EXERCISES
1. Answer these questions about the VO Booth session log, one answer per line:
(a) Which port does the server listen on?
(b) Which file is the cue sheet loaded from?
(c) What is the default value of GLOBAL_FADE_MS?
2. Summarize the VO Booth session log in two sentences.
3. Set down the part of the VO Booth session log starting with "# VO Booth Prototype" and going on through "on port 8765)".

— START SELECTED TEXT —

# VO Booth Prototype — Full Session Log

**Project:** VO Booth — Browser-based DAW-like recording platform for dubbing/localization
**Location:** `~/Documents/CLAUDE_ENVIRONMENTS/SANDBOX/VO-BOOTH-PROTOTYPE/`
**Main file:** `vo-booth.html` (single-file prototype, all HTML/CSS/JS)
**Server:** `serve.py` (Range-aware HTTP server on port 8765)
**Launch:** `cd ~/Documents/CLAUDE_ENVIRONMENTS/SANDBOX/VO-BOOTH-PROTOTYPE && python3 serve.py` → open `http://localhost:8765/vo-booth.html`

---

## All Features Built (Cumulative)

### 1. Core Structure
- Two-panel layout: sidebar (episode/cue list) + main viewer (video, waveform, controls)
- JSON-driven cue sheet loading (`script_batch1.json`)
- Waveform visualization from `waveform.json` rendered on Canvas 2D with DPR-aware sizing
- Video player with `<video>` element, currentTime seeking, Range request support

### 2. Green Focus Section + Fade-Out
- The active recording region is highlighted green on the waveform so the user knows exactly where they're focused
- Customizable fade-out at end of focus section (replaces post-roll entirely)
- Fade-out gradient drawn from group.end forward
- `GLOBAL_FADE_MS = 1500` default, adjustable via UI slider (0ms = hard stop, up to full fade)

— END SELECTED TEXT —
— START DATASET EXCERPTS —

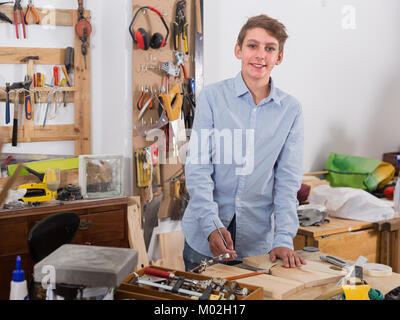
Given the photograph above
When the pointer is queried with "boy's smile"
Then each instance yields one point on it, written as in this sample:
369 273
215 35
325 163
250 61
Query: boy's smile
259 54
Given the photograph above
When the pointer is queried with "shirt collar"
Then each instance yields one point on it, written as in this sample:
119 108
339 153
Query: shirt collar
241 89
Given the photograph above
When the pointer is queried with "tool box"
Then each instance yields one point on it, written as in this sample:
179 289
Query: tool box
127 290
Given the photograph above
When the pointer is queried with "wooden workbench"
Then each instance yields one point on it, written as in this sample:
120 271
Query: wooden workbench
297 284
343 238
383 284
103 222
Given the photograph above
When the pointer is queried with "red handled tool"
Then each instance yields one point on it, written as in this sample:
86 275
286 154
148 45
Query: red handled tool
31 8
18 7
28 100
56 75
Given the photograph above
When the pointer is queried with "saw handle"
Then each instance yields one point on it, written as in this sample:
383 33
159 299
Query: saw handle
158 273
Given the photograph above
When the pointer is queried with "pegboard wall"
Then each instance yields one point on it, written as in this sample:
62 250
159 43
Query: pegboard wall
146 74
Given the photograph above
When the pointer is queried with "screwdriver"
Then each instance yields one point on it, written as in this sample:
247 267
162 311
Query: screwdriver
56 75
220 233
64 93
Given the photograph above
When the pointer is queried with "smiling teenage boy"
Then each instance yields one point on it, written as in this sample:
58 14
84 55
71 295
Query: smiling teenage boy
255 211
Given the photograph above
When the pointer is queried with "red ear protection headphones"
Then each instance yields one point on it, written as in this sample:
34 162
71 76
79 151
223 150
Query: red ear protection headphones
142 39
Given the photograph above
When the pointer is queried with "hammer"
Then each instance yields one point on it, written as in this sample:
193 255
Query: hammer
29 61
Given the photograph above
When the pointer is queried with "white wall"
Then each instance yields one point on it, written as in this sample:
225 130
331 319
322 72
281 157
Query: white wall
347 80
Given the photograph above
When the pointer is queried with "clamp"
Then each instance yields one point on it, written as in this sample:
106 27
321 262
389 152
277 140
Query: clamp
18 7
31 8
206 263
180 25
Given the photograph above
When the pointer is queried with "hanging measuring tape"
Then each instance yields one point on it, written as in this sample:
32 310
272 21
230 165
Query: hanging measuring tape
83 29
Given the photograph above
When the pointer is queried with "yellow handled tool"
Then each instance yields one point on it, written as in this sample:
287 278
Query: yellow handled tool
173 102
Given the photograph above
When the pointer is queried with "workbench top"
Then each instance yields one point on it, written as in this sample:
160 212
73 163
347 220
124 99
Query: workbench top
334 226
383 284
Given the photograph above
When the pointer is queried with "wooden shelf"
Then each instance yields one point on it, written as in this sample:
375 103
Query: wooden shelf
79 95
47 16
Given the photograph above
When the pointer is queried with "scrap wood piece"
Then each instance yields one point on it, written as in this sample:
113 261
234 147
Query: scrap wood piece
273 287
135 233
171 249
310 278
263 262
171 244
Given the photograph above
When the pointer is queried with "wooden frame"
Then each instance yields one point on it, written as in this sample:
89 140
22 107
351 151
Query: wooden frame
80 131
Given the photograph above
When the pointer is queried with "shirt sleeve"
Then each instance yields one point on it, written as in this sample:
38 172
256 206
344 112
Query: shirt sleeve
288 178
199 168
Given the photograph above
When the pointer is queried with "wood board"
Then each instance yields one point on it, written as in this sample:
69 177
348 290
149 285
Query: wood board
313 274
171 250
274 287
263 262
334 226
135 234
310 278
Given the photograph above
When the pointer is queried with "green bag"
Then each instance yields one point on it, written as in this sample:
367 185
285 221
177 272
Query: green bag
358 172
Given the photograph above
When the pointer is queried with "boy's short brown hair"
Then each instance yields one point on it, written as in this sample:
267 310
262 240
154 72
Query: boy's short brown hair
272 26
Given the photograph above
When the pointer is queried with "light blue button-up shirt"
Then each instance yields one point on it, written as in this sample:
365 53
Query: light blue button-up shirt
250 164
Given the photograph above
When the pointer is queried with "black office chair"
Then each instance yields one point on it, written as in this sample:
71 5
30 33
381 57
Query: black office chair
45 237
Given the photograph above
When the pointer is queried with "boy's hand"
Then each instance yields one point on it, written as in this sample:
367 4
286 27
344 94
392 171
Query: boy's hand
290 258
217 246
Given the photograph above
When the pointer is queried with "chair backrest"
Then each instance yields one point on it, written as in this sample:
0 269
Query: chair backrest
51 233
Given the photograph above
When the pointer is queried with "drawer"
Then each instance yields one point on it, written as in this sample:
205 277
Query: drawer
101 227
13 238
350 245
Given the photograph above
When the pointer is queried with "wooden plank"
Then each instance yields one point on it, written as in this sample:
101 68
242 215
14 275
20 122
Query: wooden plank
351 245
82 105
135 233
66 177
49 133
47 16
264 262
14 55
273 287
171 249
334 226
310 278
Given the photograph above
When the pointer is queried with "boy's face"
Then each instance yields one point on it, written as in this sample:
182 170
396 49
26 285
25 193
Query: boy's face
259 54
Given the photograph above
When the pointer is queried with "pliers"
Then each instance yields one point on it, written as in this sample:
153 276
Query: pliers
180 25
143 99
18 7
31 8
3 16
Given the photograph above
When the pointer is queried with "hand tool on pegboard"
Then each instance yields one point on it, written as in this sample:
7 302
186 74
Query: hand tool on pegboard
181 26
180 63
3 17
16 85
28 100
31 9
8 88
69 61
18 8
83 29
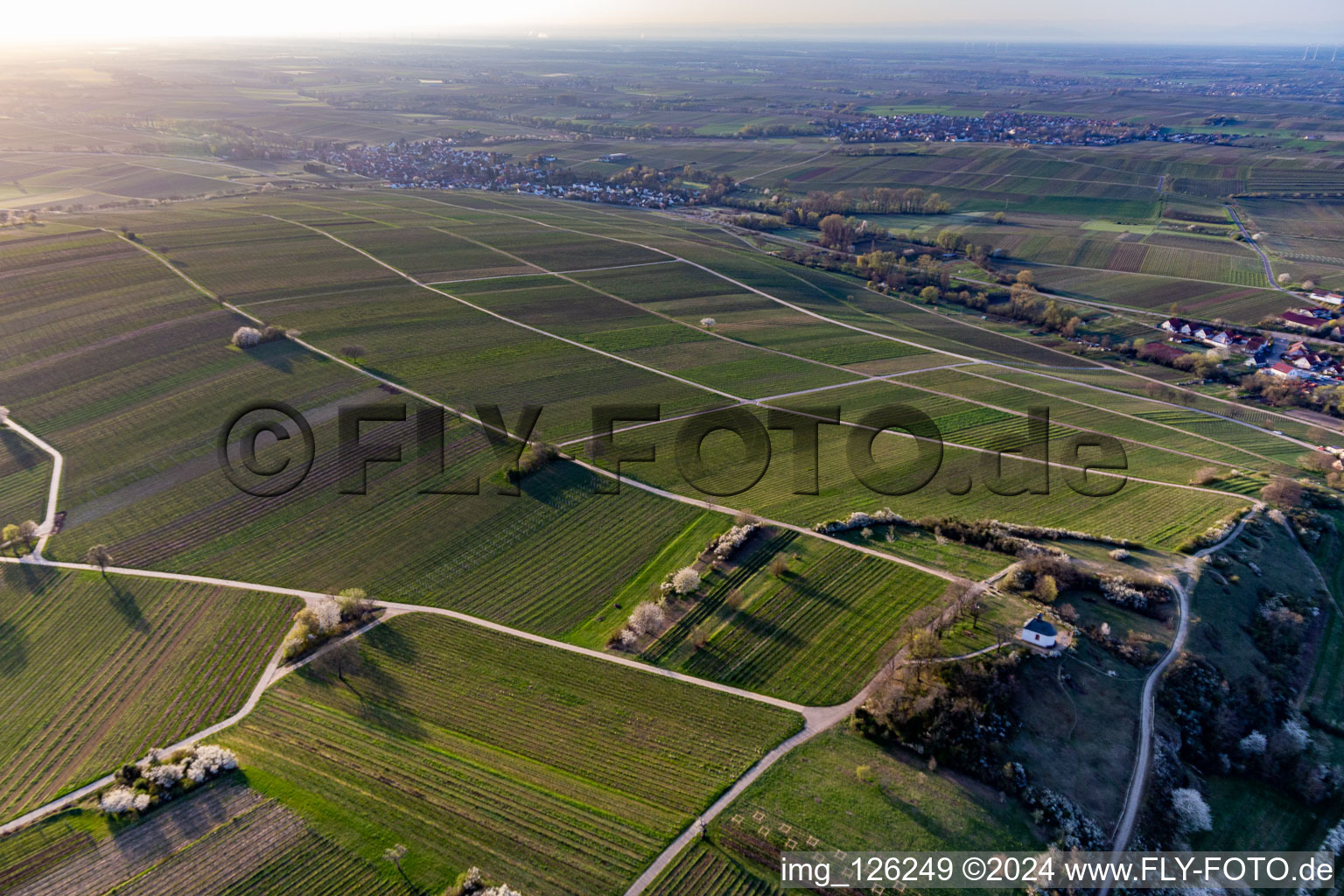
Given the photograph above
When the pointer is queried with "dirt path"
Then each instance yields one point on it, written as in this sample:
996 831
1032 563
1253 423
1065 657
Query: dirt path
1135 793
52 494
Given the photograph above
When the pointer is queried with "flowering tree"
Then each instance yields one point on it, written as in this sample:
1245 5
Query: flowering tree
246 338
1191 810
686 580
647 618
327 612
118 800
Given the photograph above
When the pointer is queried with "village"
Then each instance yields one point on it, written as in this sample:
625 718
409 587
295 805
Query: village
438 164
1057 130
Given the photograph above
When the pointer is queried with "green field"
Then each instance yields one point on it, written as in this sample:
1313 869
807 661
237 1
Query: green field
24 479
547 770
97 670
773 634
222 840
842 793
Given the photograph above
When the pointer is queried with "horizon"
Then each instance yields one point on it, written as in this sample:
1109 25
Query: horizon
1037 22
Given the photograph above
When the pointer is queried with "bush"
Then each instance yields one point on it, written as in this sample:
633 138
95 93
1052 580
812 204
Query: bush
1191 810
152 782
354 604
246 338
686 580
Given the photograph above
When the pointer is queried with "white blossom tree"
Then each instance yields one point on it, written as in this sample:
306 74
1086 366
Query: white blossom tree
117 801
1191 810
246 338
686 580
328 614
647 618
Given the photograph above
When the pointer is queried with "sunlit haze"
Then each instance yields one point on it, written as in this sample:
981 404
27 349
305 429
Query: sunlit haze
1148 20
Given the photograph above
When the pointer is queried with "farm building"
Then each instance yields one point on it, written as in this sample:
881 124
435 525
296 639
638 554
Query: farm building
1164 354
1038 632
1294 318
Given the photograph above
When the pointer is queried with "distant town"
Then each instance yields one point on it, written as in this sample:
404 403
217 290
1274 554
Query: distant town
438 164
1057 130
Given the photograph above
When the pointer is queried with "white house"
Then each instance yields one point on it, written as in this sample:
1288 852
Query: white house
1038 632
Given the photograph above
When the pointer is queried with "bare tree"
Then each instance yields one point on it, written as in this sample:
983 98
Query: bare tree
396 855
100 556
29 532
924 647
341 660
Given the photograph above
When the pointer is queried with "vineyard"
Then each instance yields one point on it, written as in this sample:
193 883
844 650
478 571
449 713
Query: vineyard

— END DATASET EXCERPTS —

EXPECTED RESULTS
1.
(a) 8765
(b) script_batch1.json
(c) 1500

2. The log describes VO Booth, a single-file browser prototype for dubbing and localization recording, served by a Range-aware Python server on port 8765. Its features include a two-panel layout with a cue list and a main viewer, JSON-driven cue loading, a Canvas waveform, a video player, and a green-highlighted focus region whose fade-out replaces post-roll and defaults to 1500 ms, adjustable by slider.

3.
# VO Booth Prototype — Full Session Log

**Project:** VO Booth — Browser-based DAW-like recording platform for dubbing/localization
**Location:** `~/Documents/CLAUDE_ENVIRONMENTS/SANDBOX/VO-BOOTH-PROTOTYPE/`
**Main file:** `vo-booth.html` (single-file prototype, all HTML/CSS/JS)
**Server:** `serve.py` (Range-aware HTTP server on port 8765)